### TASK PROMPT
In the email below, rewrite the paragraph that begins "Well, point number 2 here is invalid" as a shorter version that keeps its main facts.
------ QUOTED PASSAGE
Re: Yet another fast GiST build

From: Heikki Linnakangas <hlinnaka(at)iki(dot)fi>
To: "Andrey M(dot) Borodin" <x4mmm(at)yandex-team(dot)ru>
Cc: Tom Lane <tgl(at)sss(dot)pgh(dot)pa(dot)us>, Justin Pryzby <pryzby(at)telsasoft(dot)com>, Darafei Komяpa Praliaskouski <me(at)komzpa(dot)net>, Pavel Borisov <pashkin(dot)elfe(at)gmail(dot)com>, Thomas Munro <thomas(dot)munro(at)gmail(dot)com>, Michael Paquier <michael(at)paquier(dot)xyz>, Alexander Korotkov <a(dot)korotkov(at)postgrespro(dot)ru>, pgsql-hackers(at)postgresql(dot)org
Subject: Re: Yet another fast GiST build
Date: 2020-09-28 08:12:02
Message-ID: 4098005f-e4b5-5904-4b33-335dd106c132@iki.fi
Views: Raw Message | Whole Thread | Download mbox | Resend email
Thread:
Lists: pgsql-hackers

On 21/09/2020 17:19, Andrey M. Borodin wrote:
>> 21 сент. 2020 г., в 18:29, Andrey M. Borodin <x4mmm(at)yandex-team(dot)ru> написал(а):
>>
>> It was a conscious decision with incorrect motivation. I was thinking that it will help to reduce number of "false positive" inspecting right pages. But now I see that:
>> 1. There should be no such "false positives" that we can avoid
>> 2. Valid rightlinks could help to do amcheck verification in future
>
> Well, point number 2 here is invalid. There exist one leaf page p, so that if we start traversing rightlink from p we will reach all leaf pages. But we practically have no means to find this page. This makes rightlinks not very helpful in amcheck for GiST.
------------
------ RECORDED INFORMATION
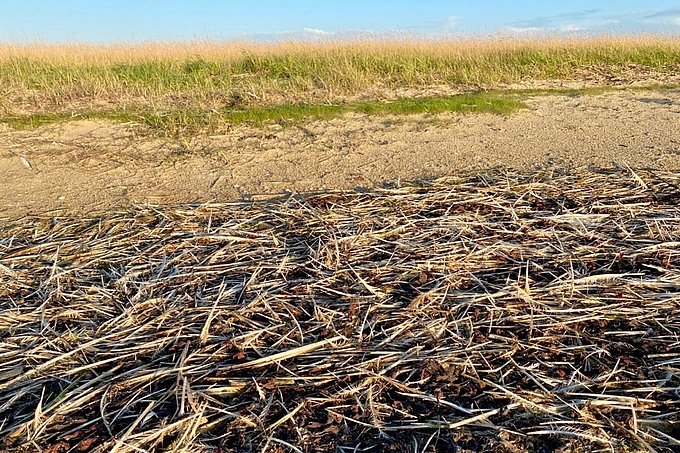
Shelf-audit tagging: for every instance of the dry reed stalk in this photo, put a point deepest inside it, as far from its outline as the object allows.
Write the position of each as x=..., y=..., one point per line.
x=499, y=312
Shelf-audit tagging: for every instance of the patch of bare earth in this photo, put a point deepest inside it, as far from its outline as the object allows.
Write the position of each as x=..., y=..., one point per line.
x=90, y=166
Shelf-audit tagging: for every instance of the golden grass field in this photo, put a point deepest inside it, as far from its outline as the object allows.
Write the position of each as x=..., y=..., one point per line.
x=487, y=310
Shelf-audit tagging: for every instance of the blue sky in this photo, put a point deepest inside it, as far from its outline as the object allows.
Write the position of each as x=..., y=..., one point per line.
x=152, y=20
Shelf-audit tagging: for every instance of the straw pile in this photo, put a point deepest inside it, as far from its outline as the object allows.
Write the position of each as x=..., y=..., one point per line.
x=503, y=312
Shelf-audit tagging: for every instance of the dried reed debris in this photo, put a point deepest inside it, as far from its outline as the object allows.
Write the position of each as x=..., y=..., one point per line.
x=507, y=312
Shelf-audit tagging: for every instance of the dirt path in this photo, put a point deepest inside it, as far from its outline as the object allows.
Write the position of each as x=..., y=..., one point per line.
x=86, y=166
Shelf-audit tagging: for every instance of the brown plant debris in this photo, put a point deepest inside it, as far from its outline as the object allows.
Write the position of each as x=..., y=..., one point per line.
x=497, y=312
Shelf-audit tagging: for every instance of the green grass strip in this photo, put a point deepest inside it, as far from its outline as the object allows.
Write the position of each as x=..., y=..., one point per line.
x=179, y=121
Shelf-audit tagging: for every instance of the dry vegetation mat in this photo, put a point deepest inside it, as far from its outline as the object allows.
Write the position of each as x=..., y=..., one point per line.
x=502, y=312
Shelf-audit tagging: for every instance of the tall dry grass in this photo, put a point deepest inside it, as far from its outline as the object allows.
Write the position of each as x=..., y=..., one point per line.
x=78, y=77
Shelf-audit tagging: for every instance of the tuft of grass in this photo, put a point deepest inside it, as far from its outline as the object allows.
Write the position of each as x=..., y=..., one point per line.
x=178, y=122
x=197, y=75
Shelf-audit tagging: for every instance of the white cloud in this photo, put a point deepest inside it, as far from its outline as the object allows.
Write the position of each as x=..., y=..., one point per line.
x=315, y=31
x=523, y=30
x=570, y=28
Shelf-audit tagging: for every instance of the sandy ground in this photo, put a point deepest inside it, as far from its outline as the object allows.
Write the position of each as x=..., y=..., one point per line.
x=84, y=167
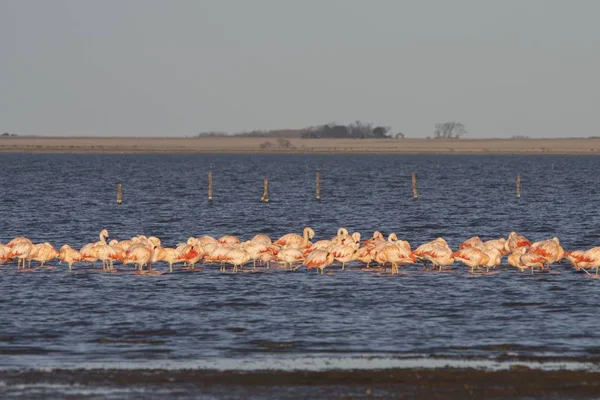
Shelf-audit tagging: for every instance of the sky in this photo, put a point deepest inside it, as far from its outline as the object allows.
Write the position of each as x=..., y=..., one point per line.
x=181, y=67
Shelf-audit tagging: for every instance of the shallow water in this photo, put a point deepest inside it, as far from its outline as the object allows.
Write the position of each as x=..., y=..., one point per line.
------------
### EXPECTED ANSWER
Point 2 does not hold. Following rightlinks from one particular leaf page, p, would reach every leaf page, but there is practically no way to find that page. So rightlinks are of little help to amcheck for GiST.